------ Exercise material ------
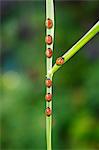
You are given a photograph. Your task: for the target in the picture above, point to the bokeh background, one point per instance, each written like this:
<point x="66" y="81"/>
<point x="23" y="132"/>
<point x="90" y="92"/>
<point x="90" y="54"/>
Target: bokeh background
<point x="75" y="85"/>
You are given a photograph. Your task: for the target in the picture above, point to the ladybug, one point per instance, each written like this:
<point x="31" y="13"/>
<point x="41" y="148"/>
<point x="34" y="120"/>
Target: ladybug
<point x="48" y="82"/>
<point x="48" y="111"/>
<point x="49" y="23"/>
<point x="48" y="39"/>
<point x="48" y="97"/>
<point x="60" y="61"/>
<point x="49" y="52"/>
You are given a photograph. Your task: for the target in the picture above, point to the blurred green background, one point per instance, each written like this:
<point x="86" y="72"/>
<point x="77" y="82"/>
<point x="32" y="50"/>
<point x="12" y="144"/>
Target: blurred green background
<point x="75" y="85"/>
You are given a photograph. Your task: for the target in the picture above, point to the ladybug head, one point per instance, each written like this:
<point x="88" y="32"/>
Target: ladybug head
<point x="60" y="61"/>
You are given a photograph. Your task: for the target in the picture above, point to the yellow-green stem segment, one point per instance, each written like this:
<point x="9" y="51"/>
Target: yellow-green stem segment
<point x="49" y="14"/>
<point x="89" y="35"/>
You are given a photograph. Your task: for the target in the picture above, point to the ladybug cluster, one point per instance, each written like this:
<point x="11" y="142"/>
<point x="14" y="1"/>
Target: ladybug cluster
<point x="49" y="53"/>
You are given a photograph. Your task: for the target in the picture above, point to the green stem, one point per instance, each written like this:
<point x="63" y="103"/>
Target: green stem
<point x="89" y="35"/>
<point x="49" y="14"/>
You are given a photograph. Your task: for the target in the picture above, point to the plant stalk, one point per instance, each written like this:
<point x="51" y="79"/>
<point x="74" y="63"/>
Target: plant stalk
<point x="49" y="14"/>
<point x="89" y="35"/>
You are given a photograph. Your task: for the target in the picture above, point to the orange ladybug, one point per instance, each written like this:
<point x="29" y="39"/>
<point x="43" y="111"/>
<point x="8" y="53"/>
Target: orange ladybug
<point x="48" y="39"/>
<point x="48" y="82"/>
<point x="60" y="61"/>
<point x="49" y="52"/>
<point x="49" y="23"/>
<point x="48" y="97"/>
<point x="48" y="111"/>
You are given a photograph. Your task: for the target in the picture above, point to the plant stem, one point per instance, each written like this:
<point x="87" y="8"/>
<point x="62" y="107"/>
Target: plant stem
<point x="89" y="35"/>
<point x="49" y="14"/>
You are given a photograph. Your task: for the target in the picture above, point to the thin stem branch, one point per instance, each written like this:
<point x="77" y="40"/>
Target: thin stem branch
<point x="89" y="35"/>
<point x="49" y="14"/>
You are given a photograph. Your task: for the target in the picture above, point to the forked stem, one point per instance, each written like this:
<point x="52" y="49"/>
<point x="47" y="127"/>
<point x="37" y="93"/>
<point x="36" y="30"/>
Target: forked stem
<point x="89" y="35"/>
<point x="50" y="32"/>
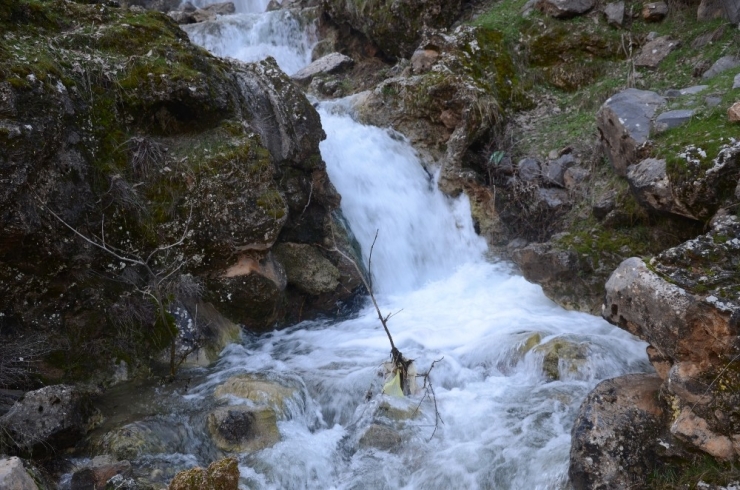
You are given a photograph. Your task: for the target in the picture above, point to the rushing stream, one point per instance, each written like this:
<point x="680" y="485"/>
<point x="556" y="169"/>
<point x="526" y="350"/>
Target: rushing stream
<point x="506" y="422"/>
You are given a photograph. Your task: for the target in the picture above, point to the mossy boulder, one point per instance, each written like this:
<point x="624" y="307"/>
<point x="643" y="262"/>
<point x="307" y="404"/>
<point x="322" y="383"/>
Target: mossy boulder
<point x="395" y="27"/>
<point x="220" y="475"/>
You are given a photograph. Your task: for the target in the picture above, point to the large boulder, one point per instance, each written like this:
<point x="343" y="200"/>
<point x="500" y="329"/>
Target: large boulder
<point x="47" y="418"/>
<point x="685" y="304"/>
<point x="624" y="122"/>
<point x="616" y="435"/>
<point x="395" y="27"/>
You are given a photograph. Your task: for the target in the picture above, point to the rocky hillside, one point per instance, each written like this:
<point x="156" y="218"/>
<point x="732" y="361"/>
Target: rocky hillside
<point x="152" y="195"/>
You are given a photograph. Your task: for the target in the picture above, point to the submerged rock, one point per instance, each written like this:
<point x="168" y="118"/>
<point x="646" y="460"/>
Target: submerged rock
<point x="616" y="433"/>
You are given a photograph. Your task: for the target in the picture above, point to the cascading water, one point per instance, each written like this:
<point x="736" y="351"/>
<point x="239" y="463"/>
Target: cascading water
<point x="506" y="419"/>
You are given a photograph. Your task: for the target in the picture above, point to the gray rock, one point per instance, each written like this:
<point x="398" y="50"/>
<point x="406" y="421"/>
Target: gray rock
<point x="13" y="475"/>
<point x="656" y="51"/>
<point x="242" y="428"/>
<point x="723" y="64"/>
<point x="553" y="198"/>
<point x="53" y="416"/>
<point x="672" y="119"/>
<point x="653" y="190"/>
<point x="654" y="12"/>
<point x="529" y="169"/>
<point x="565" y="9"/>
<point x="614" y="13"/>
<point x="693" y="90"/>
<point x="221" y="8"/>
<point x="553" y="171"/>
<point x="624" y="123"/>
<point x="380" y="437"/>
<point x="574" y="176"/>
<point x="615" y="436"/>
<point x="331" y="63"/>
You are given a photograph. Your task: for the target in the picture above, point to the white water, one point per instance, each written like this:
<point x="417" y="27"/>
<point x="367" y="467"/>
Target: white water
<point x="506" y="425"/>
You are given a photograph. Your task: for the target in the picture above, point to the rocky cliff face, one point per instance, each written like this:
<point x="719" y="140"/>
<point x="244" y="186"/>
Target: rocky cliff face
<point x="139" y="172"/>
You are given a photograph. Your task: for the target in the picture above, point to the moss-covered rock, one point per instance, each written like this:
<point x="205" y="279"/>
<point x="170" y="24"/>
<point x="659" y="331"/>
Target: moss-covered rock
<point x="395" y="27"/>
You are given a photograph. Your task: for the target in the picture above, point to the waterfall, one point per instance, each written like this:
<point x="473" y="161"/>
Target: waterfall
<point x="507" y="419"/>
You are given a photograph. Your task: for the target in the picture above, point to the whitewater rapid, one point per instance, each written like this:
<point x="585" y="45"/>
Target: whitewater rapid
<point x="506" y="422"/>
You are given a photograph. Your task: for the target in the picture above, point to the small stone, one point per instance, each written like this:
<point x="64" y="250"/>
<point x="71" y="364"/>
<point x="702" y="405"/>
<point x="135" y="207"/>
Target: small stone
<point x="13" y="475"/>
<point x="673" y="119"/>
<point x="723" y="64"/>
<point x="614" y="13"/>
<point x="733" y="113"/>
<point x="529" y="169"/>
<point x="654" y="12"/>
<point x="656" y="51"/>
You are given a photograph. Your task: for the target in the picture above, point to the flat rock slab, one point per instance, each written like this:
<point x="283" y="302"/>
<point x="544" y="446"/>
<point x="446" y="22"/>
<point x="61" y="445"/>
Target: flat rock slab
<point x="673" y="119"/>
<point x="624" y="121"/>
<point x="331" y="63"/>
<point x="565" y="9"/>
<point x="723" y="64"/>
<point x="614" y="13"/>
<point x="656" y="51"/>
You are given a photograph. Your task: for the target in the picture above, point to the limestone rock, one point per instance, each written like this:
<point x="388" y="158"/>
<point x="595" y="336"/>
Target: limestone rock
<point x="723" y="64"/>
<point x="395" y="27"/>
<point x="529" y="169"/>
<point x="653" y="190"/>
<point x="13" y="475"/>
<point x="565" y="9"/>
<point x="260" y="392"/>
<point x="614" y="13"/>
<point x="615" y="438"/>
<point x="624" y="122"/>
<point x="307" y="269"/>
<point x="220" y="475"/>
<point x="331" y="63"/>
<point x="241" y="428"/>
<point x="53" y="416"/>
<point x="561" y="274"/>
<point x="656" y="51"/>
<point x="733" y="113"/>
<point x="655" y="11"/>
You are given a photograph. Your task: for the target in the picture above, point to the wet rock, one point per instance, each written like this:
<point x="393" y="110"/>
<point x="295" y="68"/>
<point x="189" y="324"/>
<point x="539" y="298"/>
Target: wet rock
<point x="260" y="392"/>
<point x="565" y="9"/>
<point x="562" y="358"/>
<point x="615" y="438"/>
<point x="307" y="269"/>
<point x="561" y="273"/>
<point x="241" y="428"/>
<point x="723" y="64"/>
<point x="614" y="13"/>
<point x="529" y="169"/>
<point x="13" y="475"/>
<point x="733" y="113"/>
<point x="554" y="199"/>
<point x="624" y="122"/>
<point x="380" y="437"/>
<point x="553" y="171"/>
<point x="652" y="188"/>
<point x="331" y="63"/>
<point x="656" y="51"/>
<point x="220" y="475"/>
<point x="395" y="27"/>
<point x="655" y="11"/>
<point x="50" y="417"/>
<point x="574" y="176"/>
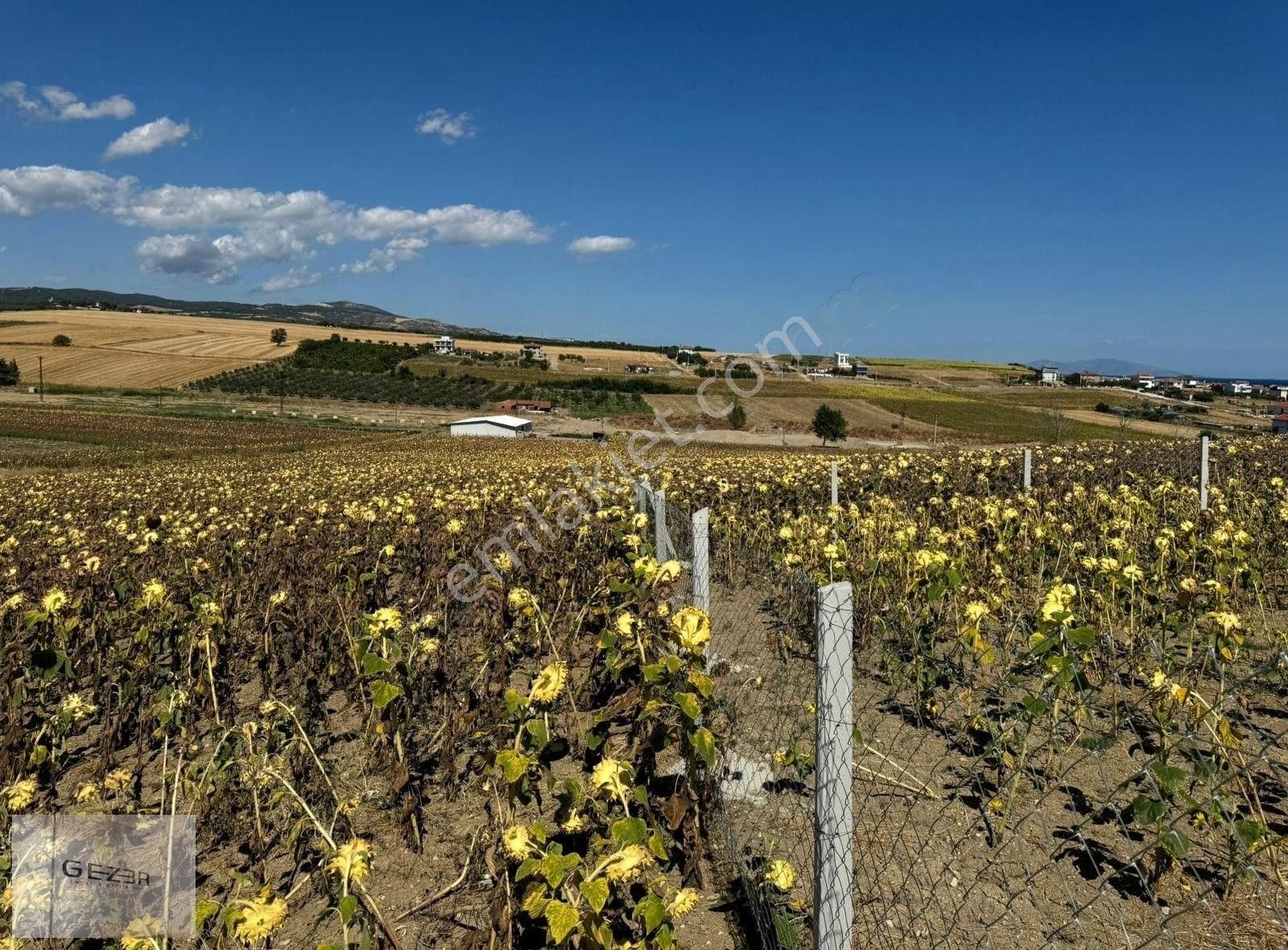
------
■ What to do ■
Pull out every line of the entries above that contains the string "plant". Case counts.

■ Solution to this exercise ■
You are given a photograph. Your task: for the target in the picture above, point to the plant stalk, one point per instance, each written like this:
Target: plant stalk
You are given a photograph. Your task: for the target in the picture above, point to the plant stem, one point per instance, each written like this:
Target: plant stem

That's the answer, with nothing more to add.